▶ Source:

>> Begin

Of course, every year is an election year, as the governor, the mayor, the borough presidents, the members of Congress, the state Legislature and the City Council can attest.

But since a president is elected…

By Kenneth Kowald

Have you noticed? This is an election year!

Of course, every year is an election year, as the governor, the mayor, the borough presidents, the members of Congress, the state Legislature and the City Council can attest.

But since a president is elected this year, this, the media tell us, is an election year. We should be grateful for such information, in case the onslaught of television advertising and all other forms of propaganda for candidates might cause us to lose sight of the fact.

This is a good time to remember what Article I of the Bill of Rights of our Constitution says (in part): “Congress shall make no law respecting an establishment of religion or prohibiting the free exercise thereof.”

That has always meant to me, since I first read it, that government is neutral when it comes to religion and that there is firmly established in this country the idea of the separation of church (or synagogue or mosque or temple or chapel) and state.

Those who have made any kind of serious study of history know that those who wrote the Constitution were only too well aware of the problems that a close church-state relationship meant. In countries where that existed, the people were subject to the religious will of the ruler and were not the rulers — publicly, at least — of their own consciences. This was not to be the American way, the Constitution made clear.

When last I looked, houses of worship were exempt from many taxes and that exemption, if I am correct, is based at least in part on those houses of worship not engaging in overt political activities. Election intervention is prohibited by statute in the federal tax code but not commentary about political and moral issues, which are protected by the First Amendment.

Look around you, right here in Queens. During any political season, candidates speak openly on behalf of their own candidacies in houses or worship during worship services. They are clearly campaigning for public office during a religious rite. Is this not a violation of the First Amendment?

And even clergy people openly speak on behalf of candidates during worship services. Certainly they are entitled to think and speak as they please — but don’t they violate their tax exemptions when they openly campaign for candidates from the pulpit?

>> End

▶ To-do list:
(A) According to the column, what does the federal tax code prohibit by statute?
(B) Duplicate a passage from the column, beginning at the words "When last I" and stopping after "the First Amendment?".
The data that follows is separate material and has no connection to the column.

▶ Data supplied:

>> Begin

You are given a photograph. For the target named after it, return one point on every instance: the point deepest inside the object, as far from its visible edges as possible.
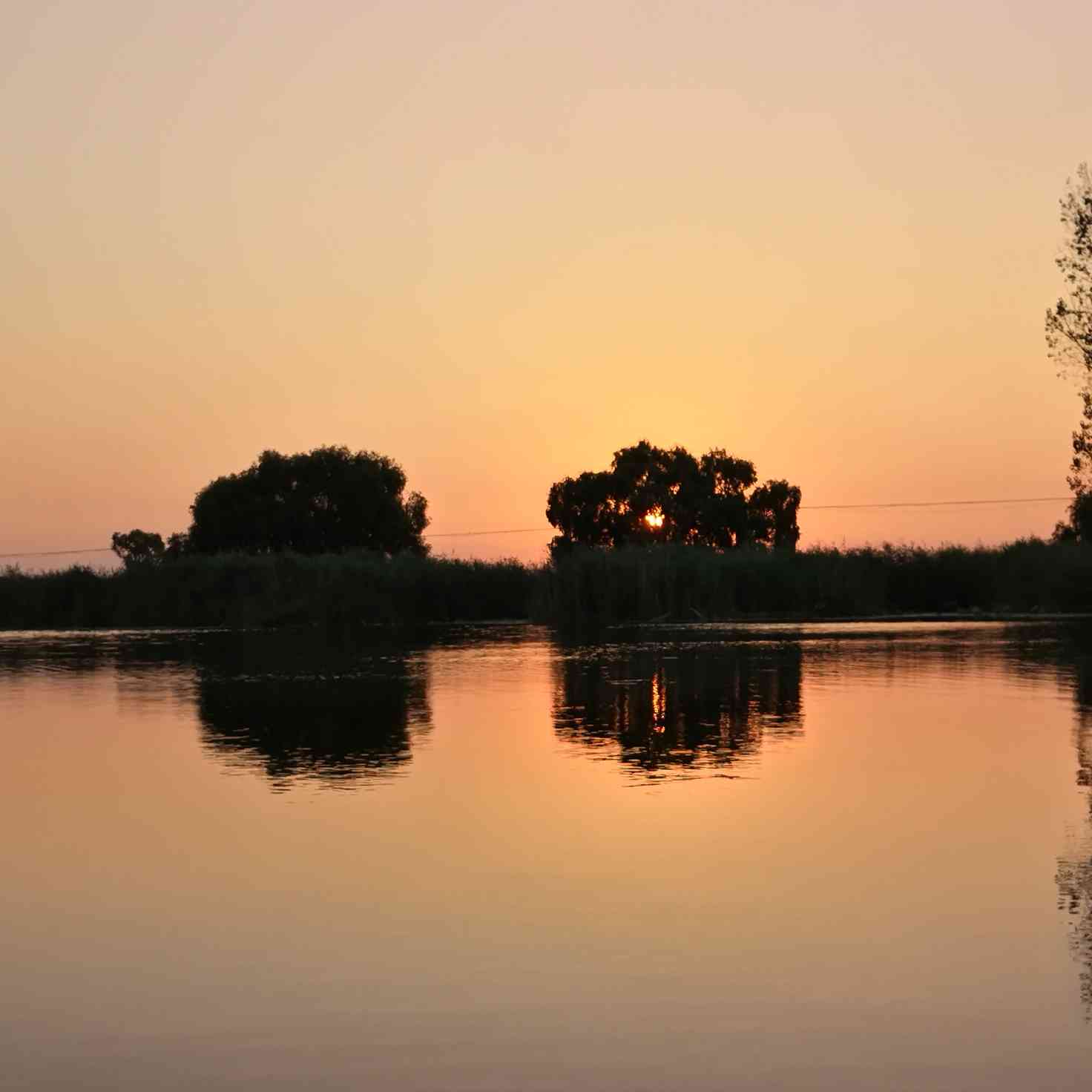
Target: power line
(936, 504)
(527, 531)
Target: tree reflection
(699, 707)
(1075, 870)
(318, 711)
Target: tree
(653, 495)
(1069, 339)
(138, 547)
(326, 500)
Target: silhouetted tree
(665, 495)
(138, 547)
(1069, 340)
(326, 500)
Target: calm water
(780, 858)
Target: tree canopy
(653, 495)
(1069, 339)
(326, 500)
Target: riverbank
(588, 588)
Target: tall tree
(665, 495)
(326, 500)
(1069, 333)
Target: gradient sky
(496, 242)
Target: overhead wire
(527, 531)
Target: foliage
(1069, 335)
(657, 495)
(138, 547)
(326, 500)
(246, 590)
(587, 588)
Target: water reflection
(678, 708)
(332, 709)
(1075, 868)
(320, 710)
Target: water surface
(766, 858)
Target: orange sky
(498, 242)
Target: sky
(498, 242)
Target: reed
(588, 588)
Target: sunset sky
(497, 242)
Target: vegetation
(268, 590)
(329, 500)
(1069, 342)
(585, 588)
(655, 495)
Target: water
(780, 858)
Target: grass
(269, 590)
(587, 588)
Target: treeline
(585, 588)
(246, 590)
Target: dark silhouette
(657, 495)
(138, 547)
(1069, 342)
(329, 500)
(326, 500)
(705, 707)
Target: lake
(816, 858)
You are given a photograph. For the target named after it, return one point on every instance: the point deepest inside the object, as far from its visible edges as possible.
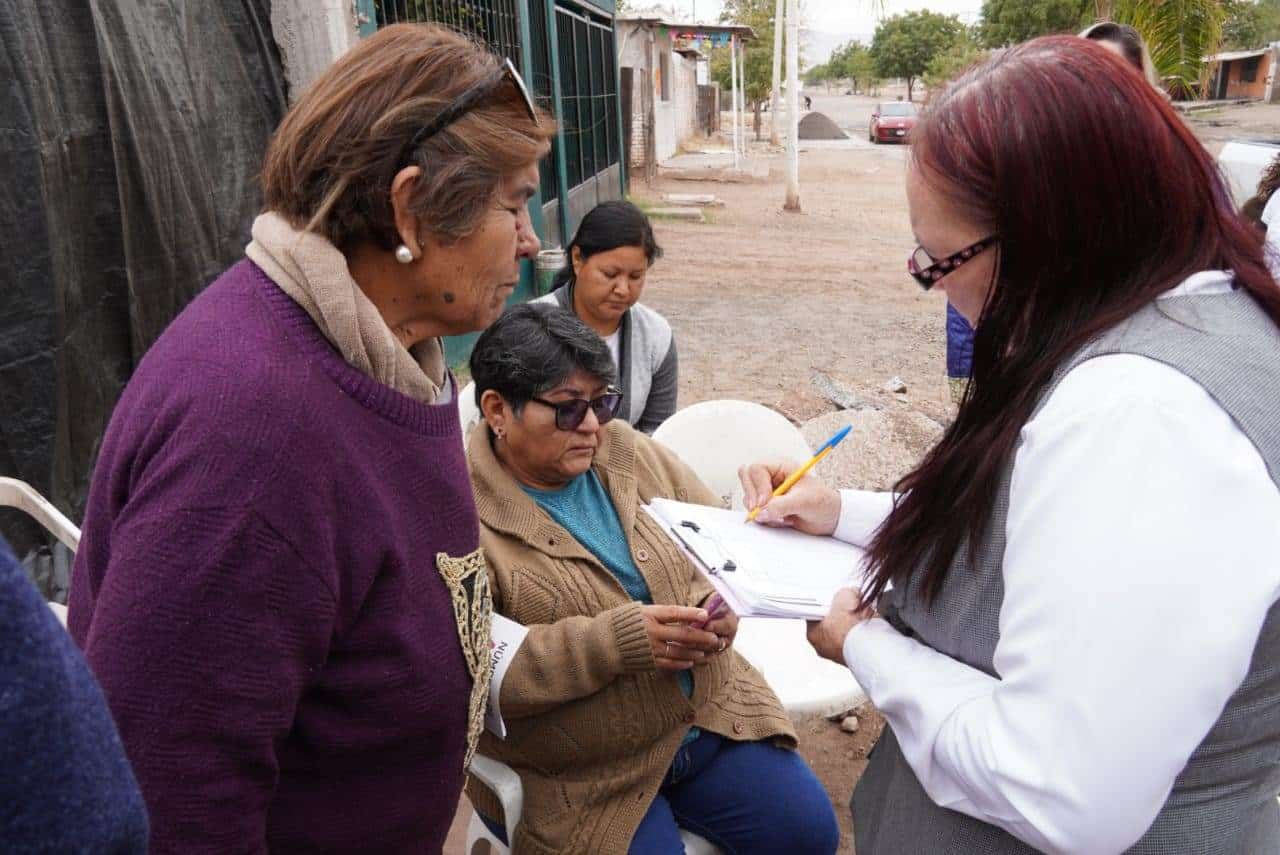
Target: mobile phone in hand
(716, 607)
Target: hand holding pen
(782, 494)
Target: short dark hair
(1130, 42)
(534, 347)
(607, 227)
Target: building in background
(667, 95)
(1243, 74)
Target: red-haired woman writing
(1070, 621)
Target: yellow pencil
(800, 472)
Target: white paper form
(504, 640)
(771, 572)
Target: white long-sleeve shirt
(1143, 553)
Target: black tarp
(131, 137)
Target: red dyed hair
(1102, 200)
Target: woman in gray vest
(1069, 617)
(609, 260)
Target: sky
(842, 17)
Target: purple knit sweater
(257, 591)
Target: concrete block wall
(311, 35)
(684, 95)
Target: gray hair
(533, 348)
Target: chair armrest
(19, 494)
(506, 785)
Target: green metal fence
(494, 22)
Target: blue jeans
(745, 798)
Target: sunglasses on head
(469, 100)
(928, 270)
(571, 414)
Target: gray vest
(1225, 798)
(643, 346)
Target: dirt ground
(762, 301)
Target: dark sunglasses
(469, 100)
(570, 414)
(928, 270)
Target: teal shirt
(585, 510)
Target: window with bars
(581, 49)
(589, 94)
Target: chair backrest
(467, 410)
(718, 437)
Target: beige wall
(1237, 87)
(311, 33)
(676, 118)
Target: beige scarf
(314, 273)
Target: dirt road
(762, 300)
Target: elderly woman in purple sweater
(279, 584)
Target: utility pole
(792, 106)
(777, 72)
(732, 71)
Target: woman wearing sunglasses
(629, 712)
(1078, 652)
(279, 584)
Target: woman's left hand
(827, 636)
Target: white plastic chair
(718, 437)
(469, 414)
(504, 783)
(22, 495)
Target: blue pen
(800, 472)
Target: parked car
(892, 122)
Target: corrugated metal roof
(1237, 54)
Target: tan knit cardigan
(592, 726)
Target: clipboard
(760, 571)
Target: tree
(757, 55)
(1008, 22)
(1179, 35)
(951, 63)
(904, 45)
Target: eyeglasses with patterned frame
(928, 270)
(571, 414)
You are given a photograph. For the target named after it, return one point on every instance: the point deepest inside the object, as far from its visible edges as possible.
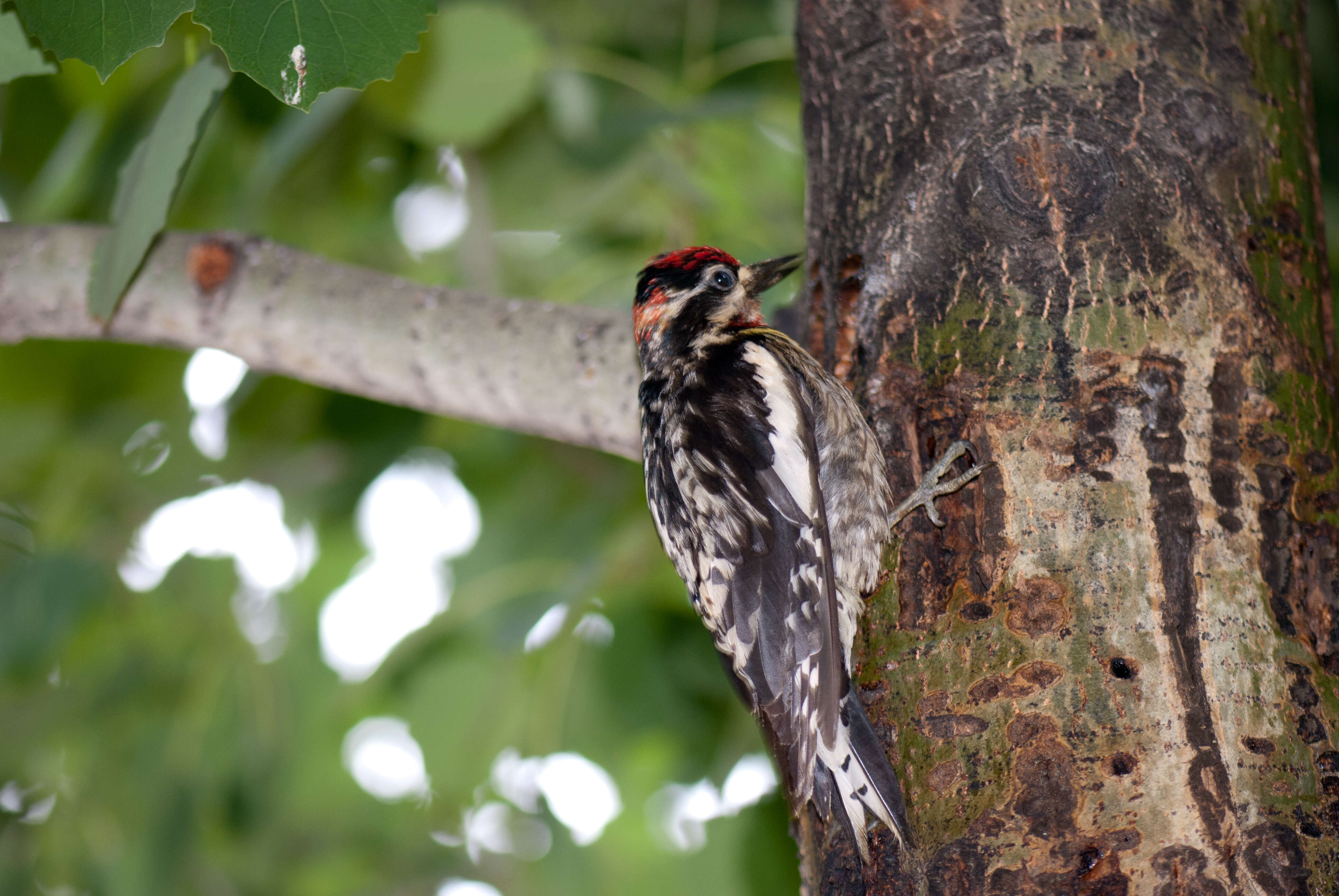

>> End

▶ Full answers:
(A) Election intervention.

(B)
When last I looked, houses of worship were exempt from many taxes and that exemption, if I am correct, is based at least in part on those houses of worship not engaging in overt political activities. Election intervention is prohibited by statute in the federal tax code but not commentary about political and moral issues, which are protected by the First Amendment.

Look around you, right here in Queens. During any political season, candidates speak openly on behalf of their own candidacies in houses or worship during worship services. They are clearly campaigning for public office during a religious rite. Is this not a violation of the First Amendment?